Problem statement —
Reproduce every one of the rows below verbatim, character for character.

(A run of rows)
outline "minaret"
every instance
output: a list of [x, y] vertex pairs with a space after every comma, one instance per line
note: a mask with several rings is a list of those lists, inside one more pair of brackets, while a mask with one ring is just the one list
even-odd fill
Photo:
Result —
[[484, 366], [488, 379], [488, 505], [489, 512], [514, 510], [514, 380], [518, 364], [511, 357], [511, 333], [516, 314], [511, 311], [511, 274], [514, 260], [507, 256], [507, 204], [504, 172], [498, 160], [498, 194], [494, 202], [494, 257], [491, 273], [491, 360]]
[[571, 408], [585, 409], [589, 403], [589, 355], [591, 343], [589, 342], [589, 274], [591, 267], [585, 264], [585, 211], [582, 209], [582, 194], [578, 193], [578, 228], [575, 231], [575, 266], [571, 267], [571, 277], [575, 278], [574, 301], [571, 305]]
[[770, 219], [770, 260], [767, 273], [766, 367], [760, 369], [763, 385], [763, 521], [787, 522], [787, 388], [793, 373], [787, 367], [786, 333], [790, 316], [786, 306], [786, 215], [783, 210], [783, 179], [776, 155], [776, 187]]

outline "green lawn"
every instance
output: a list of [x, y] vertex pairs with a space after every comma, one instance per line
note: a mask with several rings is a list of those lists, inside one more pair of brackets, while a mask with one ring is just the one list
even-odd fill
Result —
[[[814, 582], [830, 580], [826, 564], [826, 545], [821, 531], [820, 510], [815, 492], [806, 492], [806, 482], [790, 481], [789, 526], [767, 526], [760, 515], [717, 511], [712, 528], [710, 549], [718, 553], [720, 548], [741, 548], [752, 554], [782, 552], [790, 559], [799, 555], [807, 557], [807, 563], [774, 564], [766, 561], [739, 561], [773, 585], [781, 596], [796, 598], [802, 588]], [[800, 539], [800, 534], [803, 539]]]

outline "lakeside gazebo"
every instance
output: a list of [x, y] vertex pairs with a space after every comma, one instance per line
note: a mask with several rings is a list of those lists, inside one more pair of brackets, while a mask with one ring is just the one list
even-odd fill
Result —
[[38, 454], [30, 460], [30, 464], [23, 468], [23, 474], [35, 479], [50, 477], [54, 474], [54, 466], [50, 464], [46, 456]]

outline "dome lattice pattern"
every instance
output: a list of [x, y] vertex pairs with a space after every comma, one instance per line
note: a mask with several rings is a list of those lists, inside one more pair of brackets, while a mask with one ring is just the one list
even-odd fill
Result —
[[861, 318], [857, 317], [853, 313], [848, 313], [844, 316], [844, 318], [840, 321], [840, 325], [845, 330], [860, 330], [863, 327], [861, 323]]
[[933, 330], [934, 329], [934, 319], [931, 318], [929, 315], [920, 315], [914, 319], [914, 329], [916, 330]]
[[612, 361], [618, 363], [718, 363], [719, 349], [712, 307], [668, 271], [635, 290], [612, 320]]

Worked solution —
outline "minaret"
every instance
output: a list of [x, y] vertex pairs with a space after every comma, one instance per line
note: a mask with several rings is a list of those lists, inside one more pair of brackets, while a mask with one ring is just the one list
even-odd fill
Photo:
Result —
[[484, 366], [488, 379], [488, 505], [489, 512], [514, 510], [514, 380], [518, 364], [511, 357], [511, 333], [516, 314], [511, 311], [511, 274], [514, 260], [507, 256], [507, 204], [504, 172], [498, 160], [498, 194], [494, 202], [494, 257], [491, 273], [491, 360]]
[[571, 408], [585, 409], [589, 403], [589, 355], [591, 343], [589, 342], [589, 274], [591, 267], [585, 264], [585, 211], [582, 209], [582, 194], [578, 193], [578, 228], [575, 231], [575, 266], [571, 267], [571, 277], [575, 278], [574, 301], [571, 305]]
[[770, 219], [770, 260], [767, 273], [766, 367], [760, 369], [763, 385], [763, 521], [787, 522], [787, 388], [793, 373], [787, 367], [786, 333], [790, 316], [786, 306], [786, 215], [783, 210], [783, 179], [776, 155], [776, 187]]

outline "green lawn"
every instance
output: a list of [x, y] vertex pairs with a space after every comma, one instance per line
note: a mask with several rings is a list of those lists, inside one more pair of brackets, while a mask with one ring is just the one list
even-odd fill
Result —
[[[814, 582], [830, 580], [826, 564], [826, 545], [821, 531], [820, 510], [815, 492], [806, 492], [806, 482], [790, 481], [789, 526], [767, 526], [760, 515], [717, 511], [712, 528], [710, 549], [718, 553], [720, 548], [741, 548], [752, 554], [782, 552], [790, 559], [799, 555], [807, 557], [807, 563], [774, 564], [766, 561], [739, 561], [773, 585], [781, 596], [796, 598], [802, 588]], [[800, 539], [800, 534], [803, 539]]]

outline "lakeside gazebo"
every instance
output: a list of [x, y] vertex pairs with a space after every comma, one instance per line
note: a mask with several rings is a list of those lists, inside one more pair of brackets, while a mask with one ring is just the one list
even-odd fill
Result —
[[38, 454], [30, 460], [30, 464], [23, 468], [23, 474], [35, 479], [50, 477], [54, 474], [54, 466], [50, 464], [46, 456]]

outline "dome lattice pattern"
every instance
output: a list of [x, y] vertex pairs with a space after every comma, one instance per line
note: a mask with several rings is a list of those lists, inside one more pair of brackets, while a mask with one ring is just the one list
even-odd fill
Result —
[[861, 318], [857, 317], [853, 313], [848, 313], [844, 316], [844, 318], [840, 321], [840, 325], [845, 330], [860, 330], [863, 327], [861, 323]]
[[933, 330], [934, 329], [934, 319], [931, 318], [929, 315], [920, 315], [914, 319], [914, 329], [916, 330]]
[[612, 361], [618, 363], [718, 363], [719, 349], [712, 307], [668, 271], [635, 290], [612, 320]]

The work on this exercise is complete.